TASK PROMPT: Return every line of the listing below as a JSON array of strings, one string per line, with blank lines left out.

RECORDED DATA:
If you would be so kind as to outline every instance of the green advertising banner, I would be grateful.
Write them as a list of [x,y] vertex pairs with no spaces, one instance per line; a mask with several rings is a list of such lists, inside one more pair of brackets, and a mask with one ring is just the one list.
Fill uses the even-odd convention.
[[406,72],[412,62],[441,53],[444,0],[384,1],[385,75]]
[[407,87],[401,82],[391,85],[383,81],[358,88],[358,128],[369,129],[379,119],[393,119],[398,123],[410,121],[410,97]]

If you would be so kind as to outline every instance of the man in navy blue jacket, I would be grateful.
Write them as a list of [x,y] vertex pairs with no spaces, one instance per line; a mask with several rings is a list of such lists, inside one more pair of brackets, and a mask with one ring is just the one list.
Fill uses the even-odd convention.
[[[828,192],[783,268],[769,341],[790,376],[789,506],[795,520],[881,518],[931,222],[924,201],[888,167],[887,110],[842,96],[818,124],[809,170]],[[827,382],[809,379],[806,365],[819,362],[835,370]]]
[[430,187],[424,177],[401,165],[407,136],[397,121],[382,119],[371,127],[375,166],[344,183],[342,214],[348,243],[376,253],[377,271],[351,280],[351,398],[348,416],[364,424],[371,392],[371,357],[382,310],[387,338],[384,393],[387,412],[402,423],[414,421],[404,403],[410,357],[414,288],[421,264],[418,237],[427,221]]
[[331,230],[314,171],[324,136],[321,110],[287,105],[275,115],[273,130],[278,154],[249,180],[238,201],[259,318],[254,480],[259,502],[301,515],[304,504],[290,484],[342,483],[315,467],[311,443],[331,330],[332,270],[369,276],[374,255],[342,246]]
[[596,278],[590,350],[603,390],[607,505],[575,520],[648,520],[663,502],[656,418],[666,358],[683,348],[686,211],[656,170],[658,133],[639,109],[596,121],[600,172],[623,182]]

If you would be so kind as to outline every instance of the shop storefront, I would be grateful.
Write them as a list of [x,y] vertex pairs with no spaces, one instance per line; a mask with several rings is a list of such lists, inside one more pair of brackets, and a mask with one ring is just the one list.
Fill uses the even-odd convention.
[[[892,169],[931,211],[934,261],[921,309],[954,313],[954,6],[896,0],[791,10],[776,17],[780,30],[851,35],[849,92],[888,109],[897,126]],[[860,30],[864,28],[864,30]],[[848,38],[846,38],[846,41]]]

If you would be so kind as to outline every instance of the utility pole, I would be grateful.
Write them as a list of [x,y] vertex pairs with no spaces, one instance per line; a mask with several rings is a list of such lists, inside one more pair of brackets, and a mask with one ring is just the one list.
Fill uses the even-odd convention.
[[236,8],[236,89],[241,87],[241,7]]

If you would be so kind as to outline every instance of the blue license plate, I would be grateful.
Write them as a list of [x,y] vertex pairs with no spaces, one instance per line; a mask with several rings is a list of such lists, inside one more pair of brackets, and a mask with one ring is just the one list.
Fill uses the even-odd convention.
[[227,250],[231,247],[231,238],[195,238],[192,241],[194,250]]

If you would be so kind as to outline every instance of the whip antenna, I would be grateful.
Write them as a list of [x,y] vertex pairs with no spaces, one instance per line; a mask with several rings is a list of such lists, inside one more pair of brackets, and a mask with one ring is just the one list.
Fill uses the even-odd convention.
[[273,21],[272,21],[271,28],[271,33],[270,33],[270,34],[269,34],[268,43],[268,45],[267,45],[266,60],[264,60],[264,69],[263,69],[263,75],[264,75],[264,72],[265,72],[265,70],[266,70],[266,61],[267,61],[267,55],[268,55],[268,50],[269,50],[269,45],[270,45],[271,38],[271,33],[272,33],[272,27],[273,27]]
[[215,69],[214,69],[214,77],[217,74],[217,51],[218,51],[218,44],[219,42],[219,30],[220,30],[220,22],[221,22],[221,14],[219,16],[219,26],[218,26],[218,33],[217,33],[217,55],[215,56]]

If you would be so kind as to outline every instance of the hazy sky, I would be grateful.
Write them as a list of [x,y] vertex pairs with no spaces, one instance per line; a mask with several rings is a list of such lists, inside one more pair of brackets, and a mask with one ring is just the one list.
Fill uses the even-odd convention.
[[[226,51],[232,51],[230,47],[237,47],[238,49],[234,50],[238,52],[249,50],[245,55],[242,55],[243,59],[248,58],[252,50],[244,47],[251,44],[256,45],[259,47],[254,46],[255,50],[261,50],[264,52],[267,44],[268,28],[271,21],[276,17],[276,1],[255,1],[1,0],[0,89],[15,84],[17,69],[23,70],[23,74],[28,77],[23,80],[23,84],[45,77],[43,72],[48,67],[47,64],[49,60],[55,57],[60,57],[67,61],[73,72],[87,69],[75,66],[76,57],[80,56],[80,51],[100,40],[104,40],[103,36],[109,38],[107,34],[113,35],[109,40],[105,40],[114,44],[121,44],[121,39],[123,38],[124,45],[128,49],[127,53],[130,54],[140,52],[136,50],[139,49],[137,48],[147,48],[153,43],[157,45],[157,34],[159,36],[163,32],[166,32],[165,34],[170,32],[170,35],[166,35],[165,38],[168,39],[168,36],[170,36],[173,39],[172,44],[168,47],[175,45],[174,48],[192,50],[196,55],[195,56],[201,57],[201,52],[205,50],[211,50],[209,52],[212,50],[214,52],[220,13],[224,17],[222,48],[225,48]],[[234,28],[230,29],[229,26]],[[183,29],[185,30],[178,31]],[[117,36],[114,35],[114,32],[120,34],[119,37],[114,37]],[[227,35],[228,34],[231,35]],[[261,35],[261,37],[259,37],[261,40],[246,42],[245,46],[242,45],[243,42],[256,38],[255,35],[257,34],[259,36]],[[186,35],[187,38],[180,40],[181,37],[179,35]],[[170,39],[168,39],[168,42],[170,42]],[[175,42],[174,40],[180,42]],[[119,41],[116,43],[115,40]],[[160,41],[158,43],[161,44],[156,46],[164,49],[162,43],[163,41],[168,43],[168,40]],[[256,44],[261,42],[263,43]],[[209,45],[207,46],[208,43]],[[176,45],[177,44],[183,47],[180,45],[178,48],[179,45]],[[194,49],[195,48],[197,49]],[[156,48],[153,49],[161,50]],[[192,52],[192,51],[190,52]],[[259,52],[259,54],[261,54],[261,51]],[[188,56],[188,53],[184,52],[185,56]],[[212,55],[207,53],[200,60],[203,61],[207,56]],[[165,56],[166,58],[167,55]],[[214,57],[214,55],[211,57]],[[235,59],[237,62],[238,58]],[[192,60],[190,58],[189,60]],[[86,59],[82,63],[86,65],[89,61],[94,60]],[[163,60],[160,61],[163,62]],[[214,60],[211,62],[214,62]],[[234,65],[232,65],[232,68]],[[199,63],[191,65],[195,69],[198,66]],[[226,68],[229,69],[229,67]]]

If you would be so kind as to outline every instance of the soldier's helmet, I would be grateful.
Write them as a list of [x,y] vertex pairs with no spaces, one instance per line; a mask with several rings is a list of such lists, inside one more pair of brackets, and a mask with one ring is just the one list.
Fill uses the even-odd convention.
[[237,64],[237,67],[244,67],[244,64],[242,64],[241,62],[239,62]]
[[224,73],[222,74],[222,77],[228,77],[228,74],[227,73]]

SOLUTION TO THIS TASK:
[
  "If you would be so kind as to outline every instance of the green advertising banner, I would be grateful.",
  "Write them as a list of [x,y] vertex pairs with no spaces, one instance per line; a mask with several rings is a list of such lists, inside one more pair of brackets, and a mask with one ring is just the one list.",
  "Fill uses the even-odd convention.",
  "[[406,72],[412,62],[441,53],[444,0],[384,1],[385,75]]",
  "[[407,87],[401,82],[391,85],[383,81],[358,88],[358,128],[369,129],[379,119],[393,119],[398,123],[410,121],[410,97]]",
  "If you would be so kind as to outline every instance of the man in navy blue jacket, I would be grateful.",
  "Write them as a list of [x,y] vertex pairs with no spaces, one instance per line; a mask with several rings is a list of such lists, inside one more pair of brackets, and a mask with one ring is just the one list.",
  "Fill uses the even-odd convention.",
  "[[[828,192],[783,268],[769,341],[790,376],[789,506],[795,520],[881,518],[931,222],[924,201],[888,167],[887,110],[842,96],[818,124],[809,170]],[[827,382],[809,379],[806,365],[819,362],[835,370]]]",
  "[[430,187],[424,177],[401,165],[407,136],[397,121],[382,119],[371,127],[375,166],[344,183],[342,214],[348,243],[376,253],[377,271],[351,280],[351,398],[348,416],[364,424],[371,392],[371,357],[382,310],[387,338],[384,393],[387,412],[402,423],[414,421],[404,403],[410,357],[414,288],[421,264],[418,237],[427,221]]",
  "[[331,230],[314,171],[324,136],[321,110],[287,105],[275,115],[273,130],[278,154],[249,180],[238,201],[259,318],[254,480],[259,502],[301,515],[304,504],[290,484],[342,483],[315,467],[311,443],[331,330],[332,270],[369,276],[374,255],[342,246]]",
  "[[596,278],[590,350],[603,390],[607,505],[575,520],[648,520],[663,502],[656,418],[666,358],[683,348],[686,211],[656,170],[658,133],[639,109],[596,121],[600,172],[623,182]]",
  "If you would be so kind as to outline every instance of the shop storefront, I would be grateful.",
  "Write them as a list of [x,y] vertex pairs with no spaces, one instance per line; a mask with several rings is a list of such lists, inside one more pair of brackets, and a mask with one ring is just the one list.",
  "Fill uses the even-odd convention.",
  "[[[892,169],[931,211],[934,261],[921,309],[954,313],[954,6],[896,0],[791,10],[776,17],[780,30],[851,35],[849,92],[888,109],[897,126]],[[860,30],[864,28],[864,30]],[[848,38],[846,38],[846,41]]]",
  "If you would be so kind as to outline every instance of the utility pole, I would be grateful.",
  "Write them as a list of [x,y] vertex pairs with no spaces, one instance per line; a mask with several rings is a list of such lists, inside one more pair of brackets, and a mask with one ring is just the one list.",
  "Fill uses the even-odd convention.",
  "[[236,8],[236,89],[241,87],[241,7]]",
  "If you would be so kind as to outline every instance of the blue license plate, I would be grateful.",
  "Write them as a list of [x,y] vertex pairs with no spaces, one instance per line; a mask with several rings is a list of such lists, inside one more pair of brackets, and a mask with one ring is just the one list.",
  "Fill uses the even-odd convention.",
  "[[227,250],[231,247],[231,238],[195,238],[192,241],[194,250]]",
  "If you would be so kind as to outline every instance of the whip antenna, I would be grateful.",
  "Write them as a list of [x,y] vertex pairs with no spaces, one instance per line; a mask with several rings is a list of such lists, inside one more pair of brackets, and a mask with one ring is just the one list.",
  "Fill uses the even-odd convention.",
  "[[273,21],[272,21],[271,28],[271,33],[270,33],[270,34],[269,34],[268,43],[268,45],[267,45],[266,60],[264,60],[264,69],[263,69],[263,75],[264,75],[264,72],[265,72],[265,70],[266,70],[266,61],[267,61],[267,55],[268,55],[268,50],[269,50],[269,45],[270,45],[271,38],[271,33],[272,33],[272,27],[273,27]]",
  "[[215,69],[214,69],[214,77],[217,74],[217,51],[218,51],[218,44],[219,42],[219,30],[220,30],[220,22],[221,22],[221,14],[219,16],[219,26],[218,26],[218,33],[217,33],[217,55],[215,56]]",
  "If you would be so kind as to outline every instance of the hazy sky, I would be grateful.",
  "Write them as a list of [x,y] vertex pairs with no spaces, one instance per line; a mask with several rings is a list of such lists, inside one more pair of brackets, and a mask with one ring is just the one list.",
  "Fill uses the even-odd convention.",
  "[[[226,51],[232,51],[230,47],[237,47],[238,49],[234,50],[238,52],[249,50],[245,55],[242,55],[243,59],[248,58],[252,50],[244,47],[251,44],[256,45],[259,47],[254,46],[255,50],[261,50],[264,52],[267,44],[268,28],[271,21],[276,17],[276,1],[255,1],[1,0],[0,89],[15,84],[17,69],[23,70],[23,74],[28,77],[23,80],[23,84],[45,77],[43,72],[48,67],[47,64],[49,60],[55,57],[60,57],[67,61],[73,72],[87,69],[75,66],[76,57],[80,56],[80,51],[100,40],[104,40],[103,36],[109,38],[107,34],[113,35],[109,40],[105,40],[114,44],[121,44],[121,39],[123,38],[124,45],[128,49],[127,53],[130,54],[140,52],[136,50],[139,49],[137,48],[147,48],[153,43],[157,45],[157,34],[159,36],[163,32],[166,32],[165,34],[170,32],[170,35],[166,35],[165,38],[168,39],[168,36],[170,36],[173,39],[172,44],[168,47],[175,45],[174,48],[192,50],[196,55],[195,56],[201,57],[201,52],[205,50],[211,50],[209,52],[212,50],[214,52],[220,13],[224,17],[222,48],[225,48]],[[234,28],[230,29],[229,26]],[[183,29],[185,30],[178,31]],[[117,36],[114,35],[114,32],[120,34],[119,37],[114,37]],[[227,35],[228,34],[231,35]],[[261,35],[261,37],[259,37],[261,40],[246,42],[245,46],[242,45],[243,42],[256,38],[255,35],[257,34],[259,36]],[[186,35],[187,38],[180,40],[181,37],[179,35]],[[170,39],[168,39],[168,42],[170,42]],[[175,42],[174,40],[180,42]],[[119,41],[116,43],[115,40]],[[160,41],[158,43],[161,44],[156,46],[164,49],[162,43],[163,41],[168,43],[168,40]],[[256,44],[261,42],[263,43]],[[209,45],[207,46],[208,43]],[[176,45],[177,44],[183,47],[180,45],[178,48],[179,45]],[[194,49],[195,48],[197,49]],[[156,48],[153,49],[161,50]],[[192,52],[192,51],[190,52]],[[259,52],[259,54],[261,54],[261,51]],[[188,56],[188,53],[184,52],[185,56]],[[212,55],[207,53],[200,60],[203,61],[207,56]],[[165,56],[166,58],[167,55]],[[214,57],[214,55],[211,57]],[[235,59],[237,62],[238,58]],[[192,60],[190,58],[189,60]],[[86,59],[82,63],[86,65],[89,61],[94,60]],[[163,60],[160,61],[163,62]],[[214,60],[211,62],[214,62]],[[234,65],[232,65],[232,68]],[[199,63],[191,65],[195,69],[198,66]],[[226,68],[229,69],[229,67]]]",
  "If you would be so kind as to outline every instance of the soldier's helmet, I would be grateful.",
  "Write them as a list of [x,y] vertex pairs with no spaces, one instance per line; a mask with several rings is a list of such lists, inside one more pair of brackets, and a mask with one ring is just the one list.",
  "Fill uses the even-odd convention.",
  "[[237,64],[237,67],[244,67],[244,64],[242,64],[241,62],[239,62]]",
  "[[224,73],[222,74],[222,77],[228,77],[228,74],[227,73]]"
]